= JOBS =
• a. Answer these questions using the passage on mobile working, one line each:
(i) According to the passage, what does mobile working give businesses in a 24/7 economy?
(ii) What percentage of businesses claim that remote working makes their organisation more profitable?
(iii) How many business leaders took part in the research?
• b. Gather every line of the records that contains the string "blue". Case counts.

= PROVIDED PASSAGE =
════
Advances in technology are seeing mobile devices become a key way in which businesses can boost their productivity and remain competitive in challenging times (as the infographic below illustrates). Mobile working gives businesses the flexibility and agility they need in a 24/7 economy and can even help to create business opportunities. For some, working away from the office is becoming the norm and it’s essential that they can work on the move and access their accounting software as easily as if they were in the office.

Research from IRIS Accounting & Business Solutions shows that three quarters of businesses now offer remote working to its employees, with 76 per cent claiming it makes their organisation more profitable and one in ten saying it gives them the edge over their competition.

The research of 140 business leaders shows that the benefits of remote working extend beyond efficiency and productivity. One in five businesses say that mobile devices allow them to provide customers with a better, more flexible service.
════
= INPUT =

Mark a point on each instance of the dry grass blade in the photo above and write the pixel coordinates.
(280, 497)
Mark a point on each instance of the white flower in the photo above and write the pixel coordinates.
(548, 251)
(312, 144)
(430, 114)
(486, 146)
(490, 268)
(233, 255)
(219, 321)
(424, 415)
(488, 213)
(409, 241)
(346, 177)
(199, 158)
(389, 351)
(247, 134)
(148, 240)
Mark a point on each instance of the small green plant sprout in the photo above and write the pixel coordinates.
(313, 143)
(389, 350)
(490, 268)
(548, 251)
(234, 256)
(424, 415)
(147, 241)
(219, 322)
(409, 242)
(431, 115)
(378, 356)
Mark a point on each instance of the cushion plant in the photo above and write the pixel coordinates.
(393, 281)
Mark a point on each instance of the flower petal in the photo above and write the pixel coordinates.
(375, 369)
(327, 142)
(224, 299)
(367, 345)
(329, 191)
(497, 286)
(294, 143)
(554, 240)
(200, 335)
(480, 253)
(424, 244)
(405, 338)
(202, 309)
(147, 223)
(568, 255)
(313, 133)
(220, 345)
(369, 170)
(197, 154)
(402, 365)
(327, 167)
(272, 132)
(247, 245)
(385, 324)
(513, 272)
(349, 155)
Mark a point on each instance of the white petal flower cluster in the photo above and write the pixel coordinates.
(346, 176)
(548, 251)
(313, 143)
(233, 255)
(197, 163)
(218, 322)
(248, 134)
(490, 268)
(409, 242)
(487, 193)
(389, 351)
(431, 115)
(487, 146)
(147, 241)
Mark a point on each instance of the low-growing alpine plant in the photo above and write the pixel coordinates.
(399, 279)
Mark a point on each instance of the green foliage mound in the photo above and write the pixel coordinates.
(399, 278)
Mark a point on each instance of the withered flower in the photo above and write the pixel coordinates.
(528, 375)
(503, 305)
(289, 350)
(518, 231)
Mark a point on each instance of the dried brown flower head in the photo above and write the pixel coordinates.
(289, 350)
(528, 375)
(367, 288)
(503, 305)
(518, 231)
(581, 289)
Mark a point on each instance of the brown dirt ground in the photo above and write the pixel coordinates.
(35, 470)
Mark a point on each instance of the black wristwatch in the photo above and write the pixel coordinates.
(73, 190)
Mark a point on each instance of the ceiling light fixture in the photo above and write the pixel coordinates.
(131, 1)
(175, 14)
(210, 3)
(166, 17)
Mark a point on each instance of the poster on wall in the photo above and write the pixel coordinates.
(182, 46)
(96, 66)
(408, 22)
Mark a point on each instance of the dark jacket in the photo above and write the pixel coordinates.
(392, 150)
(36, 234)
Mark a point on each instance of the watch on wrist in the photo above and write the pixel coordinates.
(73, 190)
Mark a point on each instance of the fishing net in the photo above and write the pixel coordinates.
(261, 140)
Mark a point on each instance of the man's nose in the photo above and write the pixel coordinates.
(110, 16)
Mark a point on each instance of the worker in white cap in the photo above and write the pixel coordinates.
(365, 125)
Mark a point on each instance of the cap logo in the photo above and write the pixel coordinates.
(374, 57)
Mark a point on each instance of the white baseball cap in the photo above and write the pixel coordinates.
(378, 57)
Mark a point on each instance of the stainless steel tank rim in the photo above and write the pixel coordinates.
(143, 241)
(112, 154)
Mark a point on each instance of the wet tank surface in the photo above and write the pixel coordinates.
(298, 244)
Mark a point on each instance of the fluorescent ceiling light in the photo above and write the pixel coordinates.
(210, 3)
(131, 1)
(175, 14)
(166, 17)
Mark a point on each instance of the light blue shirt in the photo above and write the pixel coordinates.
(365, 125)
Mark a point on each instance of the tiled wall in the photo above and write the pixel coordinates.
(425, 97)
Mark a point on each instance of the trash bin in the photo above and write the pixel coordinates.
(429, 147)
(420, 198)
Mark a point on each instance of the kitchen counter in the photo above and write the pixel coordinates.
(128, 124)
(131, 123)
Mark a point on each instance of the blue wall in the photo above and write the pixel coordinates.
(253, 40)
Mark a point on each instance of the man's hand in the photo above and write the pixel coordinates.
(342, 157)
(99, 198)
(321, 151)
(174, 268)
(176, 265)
════
= THE RESPONSES =
• a.
(i) The flexibility and agility they need.
(ii) 76 per cent.
(iii) 140.

• b.
Mark a point on each instance of the light blue shirt in the photo above and write the pixel coordinates.
Mark a point on each instance of the blue wall in the photo above and write the pixel coordinates.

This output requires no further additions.